Items listed in a dataset:
* * *

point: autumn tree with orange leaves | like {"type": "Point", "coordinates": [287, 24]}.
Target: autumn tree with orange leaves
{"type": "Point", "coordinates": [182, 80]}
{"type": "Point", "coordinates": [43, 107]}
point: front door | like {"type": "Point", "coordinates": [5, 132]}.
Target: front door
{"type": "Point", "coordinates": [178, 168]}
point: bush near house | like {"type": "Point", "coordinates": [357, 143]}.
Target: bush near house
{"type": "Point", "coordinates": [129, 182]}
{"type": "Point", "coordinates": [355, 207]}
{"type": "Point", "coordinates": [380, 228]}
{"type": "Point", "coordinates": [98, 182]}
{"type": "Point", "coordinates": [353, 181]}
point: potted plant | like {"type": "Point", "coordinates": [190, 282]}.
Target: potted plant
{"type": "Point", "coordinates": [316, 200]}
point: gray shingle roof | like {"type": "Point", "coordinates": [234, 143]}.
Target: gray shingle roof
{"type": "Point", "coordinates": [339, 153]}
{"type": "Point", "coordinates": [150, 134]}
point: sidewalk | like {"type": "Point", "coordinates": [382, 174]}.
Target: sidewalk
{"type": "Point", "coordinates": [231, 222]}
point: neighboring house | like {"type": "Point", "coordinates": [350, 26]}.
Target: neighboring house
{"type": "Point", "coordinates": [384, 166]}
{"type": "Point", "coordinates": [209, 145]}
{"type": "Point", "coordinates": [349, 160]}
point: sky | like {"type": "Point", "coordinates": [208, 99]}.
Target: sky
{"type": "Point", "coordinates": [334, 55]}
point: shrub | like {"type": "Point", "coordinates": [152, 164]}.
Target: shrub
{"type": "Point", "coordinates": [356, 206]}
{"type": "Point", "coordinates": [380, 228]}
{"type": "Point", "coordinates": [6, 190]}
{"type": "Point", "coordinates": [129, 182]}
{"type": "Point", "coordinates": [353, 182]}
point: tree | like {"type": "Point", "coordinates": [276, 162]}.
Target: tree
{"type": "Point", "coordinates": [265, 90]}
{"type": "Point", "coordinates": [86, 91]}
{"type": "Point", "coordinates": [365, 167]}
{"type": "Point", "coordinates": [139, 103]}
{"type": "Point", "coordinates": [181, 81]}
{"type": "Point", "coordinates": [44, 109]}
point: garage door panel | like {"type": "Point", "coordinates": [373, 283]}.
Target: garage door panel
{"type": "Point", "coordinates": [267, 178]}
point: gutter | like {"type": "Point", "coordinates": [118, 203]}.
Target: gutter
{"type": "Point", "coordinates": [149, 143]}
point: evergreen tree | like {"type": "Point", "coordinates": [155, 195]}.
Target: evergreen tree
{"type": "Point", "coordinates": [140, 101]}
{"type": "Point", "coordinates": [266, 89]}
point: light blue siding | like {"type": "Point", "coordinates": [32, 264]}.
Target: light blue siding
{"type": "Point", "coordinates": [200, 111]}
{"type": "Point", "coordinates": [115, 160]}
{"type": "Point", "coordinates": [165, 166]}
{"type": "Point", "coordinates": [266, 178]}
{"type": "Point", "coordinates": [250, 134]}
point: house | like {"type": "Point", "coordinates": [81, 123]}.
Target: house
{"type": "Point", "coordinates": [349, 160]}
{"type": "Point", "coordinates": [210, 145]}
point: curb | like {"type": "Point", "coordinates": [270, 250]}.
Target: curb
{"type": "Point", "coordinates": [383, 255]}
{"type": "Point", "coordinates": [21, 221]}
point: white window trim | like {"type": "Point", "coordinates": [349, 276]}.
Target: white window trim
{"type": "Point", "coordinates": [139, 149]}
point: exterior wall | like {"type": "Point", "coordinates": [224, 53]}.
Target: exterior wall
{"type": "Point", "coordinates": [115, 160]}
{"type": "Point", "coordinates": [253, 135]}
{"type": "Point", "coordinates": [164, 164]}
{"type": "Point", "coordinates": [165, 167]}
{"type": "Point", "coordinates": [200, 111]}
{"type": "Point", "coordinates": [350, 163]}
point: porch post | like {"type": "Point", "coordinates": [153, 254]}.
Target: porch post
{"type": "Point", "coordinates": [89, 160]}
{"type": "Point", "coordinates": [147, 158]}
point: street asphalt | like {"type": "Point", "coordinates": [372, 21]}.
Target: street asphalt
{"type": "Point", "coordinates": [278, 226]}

* * *

Stated goal:
Write out once more the lines above beginning at the line with "point: house |"; continue through the final line and stop there.

Exercise result:
point: house | like {"type": "Point", "coordinates": [81, 123]}.
Target: house
{"type": "Point", "coordinates": [349, 160]}
{"type": "Point", "coordinates": [210, 145]}
point: curb | like {"type": "Point", "coordinates": [270, 250]}.
Target: curb
{"type": "Point", "coordinates": [383, 255]}
{"type": "Point", "coordinates": [21, 221]}
point: white window trim | like {"type": "Point", "coordinates": [349, 276]}.
Target: white window trim
{"type": "Point", "coordinates": [139, 149]}
point: exterior wall | like {"type": "Point", "coordinates": [224, 53]}.
Target: exterior wall
{"type": "Point", "coordinates": [115, 160]}
{"type": "Point", "coordinates": [253, 135]}
{"type": "Point", "coordinates": [164, 164]}
{"type": "Point", "coordinates": [165, 167]}
{"type": "Point", "coordinates": [200, 111]}
{"type": "Point", "coordinates": [350, 163]}
point: porch post | like {"type": "Point", "coordinates": [153, 254]}.
Target: porch post
{"type": "Point", "coordinates": [89, 160]}
{"type": "Point", "coordinates": [147, 158]}
point: street asphalt | like {"type": "Point", "coordinates": [372, 21]}.
Target: street asphalt
{"type": "Point", "coordinates": [278, 226]}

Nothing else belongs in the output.